» Description of the task
Copy out verbatim the lines of the listing from the line containing "Segmentation: produce, for" to the line containing "box: [839, 397, 854, 413]", both included.

» Data
========

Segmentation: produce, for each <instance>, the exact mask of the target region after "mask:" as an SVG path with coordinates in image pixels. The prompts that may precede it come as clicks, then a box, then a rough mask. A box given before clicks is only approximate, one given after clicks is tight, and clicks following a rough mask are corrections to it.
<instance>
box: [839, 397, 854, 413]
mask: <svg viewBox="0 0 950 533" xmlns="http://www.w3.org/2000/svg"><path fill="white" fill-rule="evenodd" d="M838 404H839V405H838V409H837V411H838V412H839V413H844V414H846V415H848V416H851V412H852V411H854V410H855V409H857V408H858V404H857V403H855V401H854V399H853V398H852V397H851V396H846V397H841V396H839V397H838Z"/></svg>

========

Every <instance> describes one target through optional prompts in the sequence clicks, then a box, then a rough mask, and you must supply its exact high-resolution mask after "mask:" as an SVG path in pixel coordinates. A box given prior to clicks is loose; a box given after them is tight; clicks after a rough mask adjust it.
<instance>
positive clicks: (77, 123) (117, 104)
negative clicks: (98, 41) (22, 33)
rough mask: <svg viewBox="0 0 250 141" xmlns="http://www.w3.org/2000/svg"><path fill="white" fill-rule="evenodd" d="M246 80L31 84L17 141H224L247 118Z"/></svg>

========

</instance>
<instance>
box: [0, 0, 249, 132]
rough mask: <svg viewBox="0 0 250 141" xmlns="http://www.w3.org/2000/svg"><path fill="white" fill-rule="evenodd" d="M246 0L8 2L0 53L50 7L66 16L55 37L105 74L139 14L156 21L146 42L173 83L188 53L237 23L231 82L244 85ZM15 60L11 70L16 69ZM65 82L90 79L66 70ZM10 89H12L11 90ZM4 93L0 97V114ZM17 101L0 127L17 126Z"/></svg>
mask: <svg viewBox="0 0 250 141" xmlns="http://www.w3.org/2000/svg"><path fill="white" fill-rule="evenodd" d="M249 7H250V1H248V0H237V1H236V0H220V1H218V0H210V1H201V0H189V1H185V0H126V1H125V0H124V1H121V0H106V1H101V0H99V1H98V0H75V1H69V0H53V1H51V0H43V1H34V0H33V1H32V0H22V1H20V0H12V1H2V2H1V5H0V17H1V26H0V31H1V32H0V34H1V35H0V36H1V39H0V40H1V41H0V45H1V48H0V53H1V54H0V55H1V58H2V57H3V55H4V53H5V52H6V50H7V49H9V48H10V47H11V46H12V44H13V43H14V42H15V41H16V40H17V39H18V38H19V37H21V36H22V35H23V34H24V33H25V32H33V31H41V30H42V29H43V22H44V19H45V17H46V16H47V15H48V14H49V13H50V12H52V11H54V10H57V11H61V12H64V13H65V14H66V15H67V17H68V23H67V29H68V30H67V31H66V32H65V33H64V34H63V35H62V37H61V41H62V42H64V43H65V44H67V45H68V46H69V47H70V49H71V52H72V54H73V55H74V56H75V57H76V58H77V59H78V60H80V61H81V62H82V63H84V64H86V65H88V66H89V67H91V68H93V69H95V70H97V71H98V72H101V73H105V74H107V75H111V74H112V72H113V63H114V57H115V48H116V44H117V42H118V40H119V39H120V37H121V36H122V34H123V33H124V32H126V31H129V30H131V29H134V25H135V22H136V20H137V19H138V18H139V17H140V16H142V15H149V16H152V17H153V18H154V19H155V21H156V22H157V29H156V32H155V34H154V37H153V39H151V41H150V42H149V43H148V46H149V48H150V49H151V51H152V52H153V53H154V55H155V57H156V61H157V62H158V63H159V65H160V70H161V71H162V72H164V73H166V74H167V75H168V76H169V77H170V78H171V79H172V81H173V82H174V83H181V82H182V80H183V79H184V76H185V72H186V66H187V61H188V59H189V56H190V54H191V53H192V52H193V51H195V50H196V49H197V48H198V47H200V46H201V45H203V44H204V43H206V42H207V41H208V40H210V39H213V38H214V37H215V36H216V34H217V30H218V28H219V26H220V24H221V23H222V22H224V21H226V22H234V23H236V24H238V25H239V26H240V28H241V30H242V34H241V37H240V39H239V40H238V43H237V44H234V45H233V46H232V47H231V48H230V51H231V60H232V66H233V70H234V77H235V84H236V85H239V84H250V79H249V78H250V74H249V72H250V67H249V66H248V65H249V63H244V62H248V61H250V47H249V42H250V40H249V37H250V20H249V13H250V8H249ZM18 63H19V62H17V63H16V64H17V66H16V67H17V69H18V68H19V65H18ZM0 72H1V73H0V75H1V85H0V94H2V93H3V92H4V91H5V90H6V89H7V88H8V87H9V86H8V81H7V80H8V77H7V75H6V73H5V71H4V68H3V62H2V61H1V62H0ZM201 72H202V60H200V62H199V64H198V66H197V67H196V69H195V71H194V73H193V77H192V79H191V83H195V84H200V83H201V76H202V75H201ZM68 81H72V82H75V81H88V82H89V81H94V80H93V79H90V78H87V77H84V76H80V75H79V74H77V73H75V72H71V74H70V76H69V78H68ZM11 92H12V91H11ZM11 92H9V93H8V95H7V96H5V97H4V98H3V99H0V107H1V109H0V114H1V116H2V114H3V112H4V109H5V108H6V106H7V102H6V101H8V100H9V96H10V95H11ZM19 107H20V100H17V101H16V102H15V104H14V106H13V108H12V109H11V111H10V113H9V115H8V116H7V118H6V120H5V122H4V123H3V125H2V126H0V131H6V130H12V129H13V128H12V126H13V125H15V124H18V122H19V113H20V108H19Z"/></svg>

========

» Response for this exercise
Segmentation: produce, for each <instance>, the exact mask of the target region after "mask:" as an SVG path with coordinates in image pixels. The prompts that may precede it come as clicks, then a box, then a rough mask. A box given before clicks is only approximate, one given after clicks is tight, and clicks following a rough mask are corrections to it.
<instance>
box: [839, 397, 854, 413]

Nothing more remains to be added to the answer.